◆ Activity:
Update the data below by replacing every occurrence of "rough mask" with "coarse mask", leaving everything else unchanged.

----------

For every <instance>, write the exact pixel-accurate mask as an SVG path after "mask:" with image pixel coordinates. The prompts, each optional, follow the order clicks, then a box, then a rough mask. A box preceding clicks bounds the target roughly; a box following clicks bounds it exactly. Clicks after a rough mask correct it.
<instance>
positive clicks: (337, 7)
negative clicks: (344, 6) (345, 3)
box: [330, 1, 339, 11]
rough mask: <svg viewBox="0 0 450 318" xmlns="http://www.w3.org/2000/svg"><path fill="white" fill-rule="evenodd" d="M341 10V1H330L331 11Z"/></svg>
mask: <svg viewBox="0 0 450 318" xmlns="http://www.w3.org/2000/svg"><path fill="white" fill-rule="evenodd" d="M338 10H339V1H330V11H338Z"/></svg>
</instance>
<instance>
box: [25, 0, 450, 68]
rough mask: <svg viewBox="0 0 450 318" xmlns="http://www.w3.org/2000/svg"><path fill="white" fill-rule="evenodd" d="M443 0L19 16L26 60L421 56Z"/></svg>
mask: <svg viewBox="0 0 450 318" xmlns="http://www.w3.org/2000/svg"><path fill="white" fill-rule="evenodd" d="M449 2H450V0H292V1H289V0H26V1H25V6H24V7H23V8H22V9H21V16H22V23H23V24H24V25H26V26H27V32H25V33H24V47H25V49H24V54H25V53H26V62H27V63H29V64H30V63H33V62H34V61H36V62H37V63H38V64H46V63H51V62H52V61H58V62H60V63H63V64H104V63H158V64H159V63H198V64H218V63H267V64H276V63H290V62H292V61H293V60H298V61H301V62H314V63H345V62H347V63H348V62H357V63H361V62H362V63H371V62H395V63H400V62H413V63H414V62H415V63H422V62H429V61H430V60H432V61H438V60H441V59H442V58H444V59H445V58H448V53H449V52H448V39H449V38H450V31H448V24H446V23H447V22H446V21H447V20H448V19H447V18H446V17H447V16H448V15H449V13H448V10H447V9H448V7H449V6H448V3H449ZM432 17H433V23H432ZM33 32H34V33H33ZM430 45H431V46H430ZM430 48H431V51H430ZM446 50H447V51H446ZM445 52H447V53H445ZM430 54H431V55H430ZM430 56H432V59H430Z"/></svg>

----------

◆ Answer area:
For every <instance>, write the exact pixel-accurate mask as an SVG path after "mask:" with image pixel coordinates. The prompts, each optional, follow the order clicks, then a box, then a coarse mask. A box preceding clicks bounds the target roughly; a box following clicks bounds it exactly. Clicks after a coarse mask correct it.
<instance>
positive clicks: (337, 7)
negative clicks: (344, 6) (345, 3)
box: [330, 1, 339, 11]
coarse mask: <svg viewBox="0 0 450 318" xmlns="http://www.w3.org/2000/svg"><path fill="white" fill-rule="evenodd" d="M341 10V1H330L331 11Z"/></svg>
mask: <svg viewBox="0 0 450 318" xmlns="http://www.w3.org/2000/svg"><path fill="white" fill-rule="evenodd" d="M338 10H339V1H330V11H338Z"/></svg>
</instance>
<instance>
box: [25, 0, 450, 68]
coarse mask: <svg viewBox="0 0 450 318" xmlns="http://www.w3.org/2000/svg"><path fill="white" fill-rule="evenodd" d="M443 0L19 16L26 60L421 56Z"/></svg>
mask: <svg viewBox="0 0 450 318" xmlns="http://www.w3.org/2000/svg"><path fill="white" fill-rule="evenodd" d="M449 2H450V0H292V1H289V0H26V1H25V6H24V7H23V8H22V9H21V16H22V23H23V24H24V25H26V26H27V32H25V33H24V47H25V49H24V54H25V53H26V62H27V63H29V64H30V63H33V62H34V61H36V62H37V63H38V64H46V63H51V62H52V61H58V62H60V63H63V64H104V63H158V64H159V63H198V64H218V63H267V64H276V63H290V62H292V61H293V60H298V61H301V62H314V63H345V62H347V63H348V62H357V63H361V62H362V63H371V62H395V63H400V62H413V63H414V62H415V63H422V62H429V61H430V60H432V61H438V60H441V59H442V58H444V59H445V58H448V53H449V52H448V39H449V38H450V31H448V24H446V23H447V22H446V21H447V20H448V19H447V18H446V17H447V16H448V15H449V13H448V10H447V9H448V7H449V6H448V3H449ZM432 17H433V23H432ZM33 32H34V33H33ZM430 45H431V46H430ZM430 48H431V51H430ZM446 50H447V51H446ZM445 52H447V53H445ZM430 54H431V55H430ZM430 56H432V59H430Z"/></svg>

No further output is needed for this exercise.